Directive
All entries below are to be set down again, identical to the source.
──────── Entries shown
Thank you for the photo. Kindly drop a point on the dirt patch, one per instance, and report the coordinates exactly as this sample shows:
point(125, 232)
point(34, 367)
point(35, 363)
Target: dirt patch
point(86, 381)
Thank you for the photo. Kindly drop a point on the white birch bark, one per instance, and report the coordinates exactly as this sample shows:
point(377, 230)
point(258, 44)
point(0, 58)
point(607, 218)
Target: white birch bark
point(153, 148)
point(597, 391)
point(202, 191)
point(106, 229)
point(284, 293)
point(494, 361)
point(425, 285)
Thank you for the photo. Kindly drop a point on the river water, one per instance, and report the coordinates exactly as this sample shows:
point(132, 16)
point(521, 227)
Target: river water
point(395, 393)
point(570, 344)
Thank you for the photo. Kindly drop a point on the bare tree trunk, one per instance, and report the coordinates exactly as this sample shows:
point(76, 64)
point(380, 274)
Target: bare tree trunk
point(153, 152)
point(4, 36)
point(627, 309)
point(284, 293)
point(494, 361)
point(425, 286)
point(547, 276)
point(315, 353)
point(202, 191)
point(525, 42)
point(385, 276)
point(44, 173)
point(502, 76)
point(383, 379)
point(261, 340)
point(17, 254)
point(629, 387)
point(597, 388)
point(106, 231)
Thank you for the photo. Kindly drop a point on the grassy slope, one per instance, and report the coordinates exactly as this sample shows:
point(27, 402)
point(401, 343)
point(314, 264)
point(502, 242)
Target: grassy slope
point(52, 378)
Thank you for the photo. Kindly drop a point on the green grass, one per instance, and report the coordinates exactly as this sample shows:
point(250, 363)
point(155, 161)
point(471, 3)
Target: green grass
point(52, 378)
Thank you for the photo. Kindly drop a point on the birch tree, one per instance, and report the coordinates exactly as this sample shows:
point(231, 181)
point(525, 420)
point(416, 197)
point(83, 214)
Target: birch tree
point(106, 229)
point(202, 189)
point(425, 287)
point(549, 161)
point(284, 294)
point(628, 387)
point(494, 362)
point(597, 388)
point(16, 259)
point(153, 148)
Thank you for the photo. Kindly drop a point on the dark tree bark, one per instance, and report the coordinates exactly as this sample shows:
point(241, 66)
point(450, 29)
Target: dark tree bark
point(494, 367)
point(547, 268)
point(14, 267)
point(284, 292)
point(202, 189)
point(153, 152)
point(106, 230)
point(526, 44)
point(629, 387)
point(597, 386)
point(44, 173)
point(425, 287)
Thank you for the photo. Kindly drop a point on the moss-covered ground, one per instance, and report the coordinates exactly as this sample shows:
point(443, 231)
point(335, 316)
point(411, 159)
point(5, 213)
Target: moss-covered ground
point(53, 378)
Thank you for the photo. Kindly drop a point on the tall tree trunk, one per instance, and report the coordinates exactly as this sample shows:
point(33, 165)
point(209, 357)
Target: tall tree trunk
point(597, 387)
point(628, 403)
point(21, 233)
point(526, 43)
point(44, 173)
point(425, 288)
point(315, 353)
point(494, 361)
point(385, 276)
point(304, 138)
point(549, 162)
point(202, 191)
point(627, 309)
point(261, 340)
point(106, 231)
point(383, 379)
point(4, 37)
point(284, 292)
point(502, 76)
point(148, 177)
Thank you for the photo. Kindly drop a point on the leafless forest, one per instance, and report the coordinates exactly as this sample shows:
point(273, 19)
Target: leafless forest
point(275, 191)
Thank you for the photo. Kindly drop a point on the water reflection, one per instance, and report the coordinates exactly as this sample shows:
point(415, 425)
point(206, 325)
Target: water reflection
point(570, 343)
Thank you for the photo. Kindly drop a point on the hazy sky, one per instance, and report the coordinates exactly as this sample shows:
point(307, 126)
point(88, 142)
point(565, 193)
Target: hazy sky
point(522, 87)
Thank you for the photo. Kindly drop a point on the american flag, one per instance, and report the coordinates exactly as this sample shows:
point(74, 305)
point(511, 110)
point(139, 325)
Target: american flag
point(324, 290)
────────────────
Right answer
Thank you for the photo. Kindly drop a point on the dirt patch, one per instance, and report the coordinates exactly as this sample shows:
point(125, 232)
point(34, 367)
point(35, 363)
Target: dirt patch
point(86, 381)
Thank you for the photo. Kindly drop a point on the white birch bark, one per instance, and report the coordinates exactly as this sample shows:
point(377, 230)
point(258, 44)
point(0, 58)
point(607, 218)
Target: white birch bark
point(153, 148)
point(597, 391)
point(202, 191)
point(106, 229)
point(284, 293)
point(494, 361)
point(425, 285)
Thank you for the photo. Kindly drop a point on the river water, one per instance, and report the coordinates exactly as this sample shows:
point(132, 16)
point(521, 227)
Target: river water
point(395, 393)
point(570, 344)
Thank you for the photo. Kindly drop a point on the bare tree trunk, one per instance, and report the coordinates exactly as this sample shows:
point(76, 64)
point(380, 274)
Target: bare tree trunk
point(153, 152)
point(4, 36)
point(627, 309)
point(284, 293)
point(494, 361)
point(425, 286)
point(547, 276)
point(315, 353)
point(202, 191)
point(525, 42)
point(385, 276)
point(44, 173)
point(502, 76)
point(383, 379)
point(261, 340)
point(17, 254)
point(629, 387)
point(597, 388)
point(106, 231)
Thank you for the photo. Kindly drop a point on the grassy slope, one per instance, and report the coordinates exactly as this sample shows:
point(27, 402)
point(401, 343)
point(314, 264)
point(502, 242)
Target: grassy slope
point(52, 378)
Thank you for the photo. Kindly drop a point on the green grass, one per instance, and report the coordinates exactly as this sample shows:
point(250, 363)
point(155, 161)
point(471, 3)
Target: green grass
point(52, 378)
Thank you for the photo. Kindly drop a point on the birch tree, one per instance, and report the coordinates exactly as this sample shows:
point(231, 181)
point(525, 420)
point(416, 197)
point(83, 214)
Target: birch tree
point(106, 229)
point(202, 189)
point(425, 287)
point(549, 161)
point(284, 294)
point(628, 387)
point(494, 362)
point(597, 388)
point(16, 259)
point(153, 148)
Thank you for the photo. Kindly drop a point on the dark tree bark, one per instance, and report the coordinates exactly as this sample shows:
point(241, 66)
point(450, 29)
Target: dark tree bark
point(494, 367)
point(547, 268)
point(14, 267)
point(284, 292)
point(202, 189)
point(153, 152)
point(106, 230)
point(526, 44)
point(629, 387)
point(597, 386)
point(44, 173)
point(425, 287)
Thank you for the photo. Kindly drop a point on the moss-covered ground, one per instance, and report the coordinates exactly as this sample shows:
point(443, 231)
point(335, 316)
point(411, 159)
point(5, 213)
Target: moss-covered ground
point(53, 378)
Thank you for the photo. Kindly drop a point on the tall tree trunk, one per instance, and report the coordinates exactly as this sample shows:
point(33, 165)
point(209, 357)
Target: tall tree trunk
point(597, 387)
point(628, 403)
point(21, 233)
point(526, 43)
point(44, 173)
point(425, 288)
point(315, 353)
point(494, 361)
point(385, 276)
point(304, 138)
point(549, 162)
point(202, 191)
point(627, 309)
point(261, 340)
point(106, 231)
point(383, 379)
point(4, 37)
point(284, 292)
point(502, 76)
point(148, 177)
Thank you for the photo. Kindly drop a point on the leafless forest, one per instance, and report the coordinates exactly as this sample shows:
point(273, 19)
Target: leafless forest
point(275, 191)
Thank you for the photo. Kindly drop a point on the water reflection, one per instance, and report the coordinates exactly as this sample shows:
point(415, 425)
point(206, 325)
Target: water reflection
point(570, 343)
Thank you for the photo. Kindly drop a point on the hazy sky, one per instance, and report the coordinates exactly as this sample shows:
point(307, 126)
point(88, 142)
point(565, 193)
Target: hazy sky
point(522, 87)
Thank you for the photo. Kindly drop a point on the american flag, one per instance, and report the coordinates exactly as this sample shows:
point(74, 305)
point(511, 110)
point(139, 325)
Target: american flag
point(324, 290)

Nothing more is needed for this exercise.